## [Attività 1]
Ricopia il brano sulla crisi in Pakistan cominciando dalle parole "A una settimana" e fermandoti dopo "Putin e la Cina.", sostituendo ogni "primo ministro" con "premier".
## [Attività 2]
Rispondi a queste domande sul brano sulla crisi in Pakistan.
(a) Chi succederà a Imran Khan?
(b) In che anno il Pakistan ha ottenuto l'indipendenza dalla Gran Bretagna?
(c) In che anno Imran Khan è salito al potere?

A una settimana dallo scoppio della crisi istituzionale, il Parlamento del Pakistan si è riunito oggi per votare il nuovo primo ministro, dopo che Imran Khan ha incassato un voto di sfiducia. A succedergli sarà Shebhaz Sharif, le cui posizioni politiche sono più vicine all’Occidente di quelle dell’ex primo ministro. Le motivazioni addotte al voto di sfiducia nei confronti di Khan risiederebbero nella sua incapacità di risollevare l’economia dopo la pandemia da Covid e nella cattiva gestione pubblica, ma Khan sostiene che dietro la sua caduta vi siano gli Stati Uniti, non contenti delle sue posizioni politiche e della sua vicinanza con Putin e la Cina.
Da quando ha ottenuto l’indipendenza dalla Gran Bretagna nel 1947, il Pakistan non ha mai visto arrivare a fine mandato nessuno di coloro che hanno ricoperto la carica di primo ministro. Tuttavia, è la prima volta in cui un leader viene costretto a rinunciare alla carica per via di un voto di sfiducia. Questo è quanto accaduto a Imran Khan, salito al potere nel 2018 dopo 75 anni di governo militare nel Paese. Il programma conservatore di Khan era ben visto dai militari, ma con il tempo il sostegno sembra essere venuto meno a causa della sua incapacità di tirare fuori il Pakistan dalla crisi economica che ha seguito la pandemia, oltre che per alcune scelte in materia di politica estera. Nella prima settimana di aprile il dissesto economico ha causato uno dei più alti aumenti dei tassi di interesse da decenni.

Dati di puntamento su regioni
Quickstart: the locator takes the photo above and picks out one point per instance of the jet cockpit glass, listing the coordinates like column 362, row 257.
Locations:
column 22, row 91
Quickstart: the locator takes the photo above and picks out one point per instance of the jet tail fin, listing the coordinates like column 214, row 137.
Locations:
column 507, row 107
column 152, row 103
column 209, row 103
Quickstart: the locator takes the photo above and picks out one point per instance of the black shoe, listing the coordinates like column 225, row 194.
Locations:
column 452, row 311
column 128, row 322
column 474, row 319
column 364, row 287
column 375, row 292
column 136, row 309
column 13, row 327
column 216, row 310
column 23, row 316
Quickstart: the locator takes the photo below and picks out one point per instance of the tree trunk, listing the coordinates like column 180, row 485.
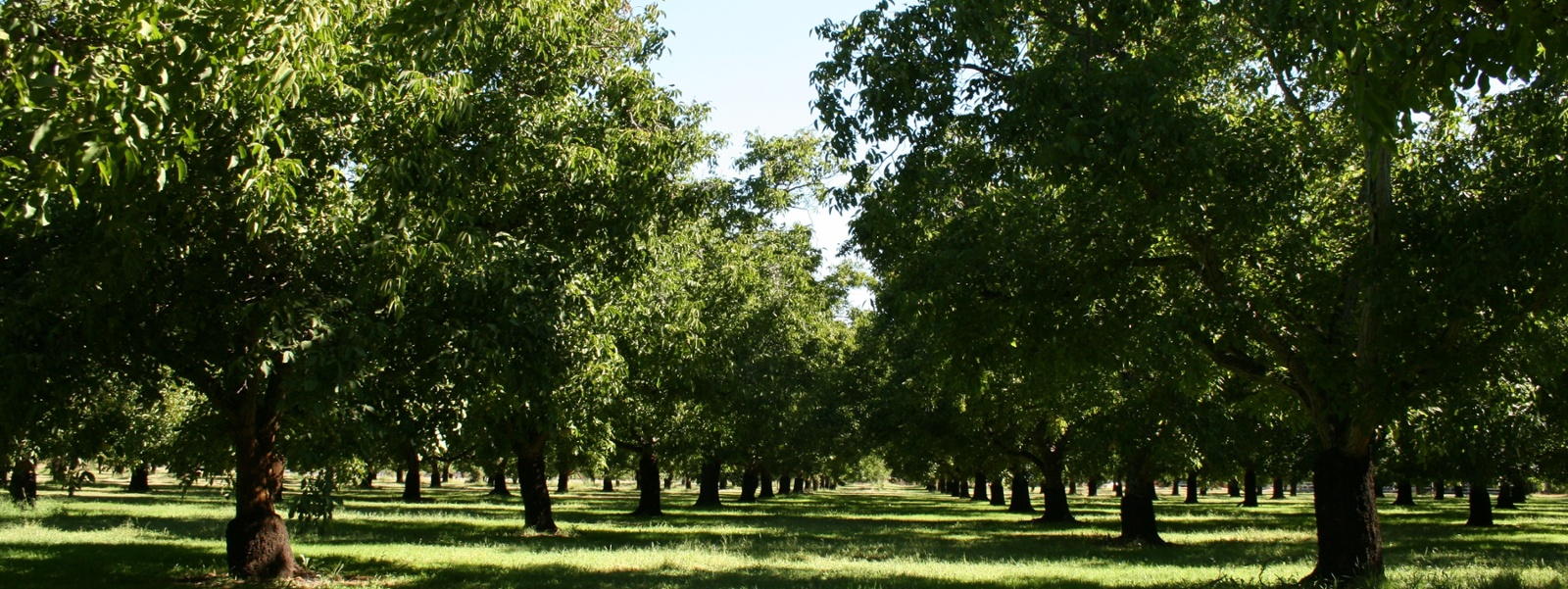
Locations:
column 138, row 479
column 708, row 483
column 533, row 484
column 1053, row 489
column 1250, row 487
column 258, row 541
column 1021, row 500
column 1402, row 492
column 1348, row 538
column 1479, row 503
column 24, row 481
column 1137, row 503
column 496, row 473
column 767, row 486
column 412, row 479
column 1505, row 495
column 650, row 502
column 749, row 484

## [Spazio risposta 1]
A una settimana dallo scoppio della crisi istituzionale, il Parlamento del Pakistan si è riunito oggi per votare il nuovo premier, dopo che Imran Khan ha incassato un voto di sfiducia. A succedergli sarà Shebhaz Sharif, le cui posizioni politiche sono più vicine all’Occidente di quelle dell’ex premier. Le motivazioni addotte al voto di sfiducia nei confronti di Khan risiederebbero nella sua incapacità di risollevare l’economia dopo la pandemia da Covid e nella cattiva gestione pubblica, ma Khan sostiene che dietro la sua caduta vi siano gli Stati Uniti, non contenti delle sue posizioni politiche e della sua vicinanza con Putin e la Cina.

## [Spazio risposta 2]
(a) Shebhaz Sharif.
(b) Nel 1947.
(c) Nel 2018.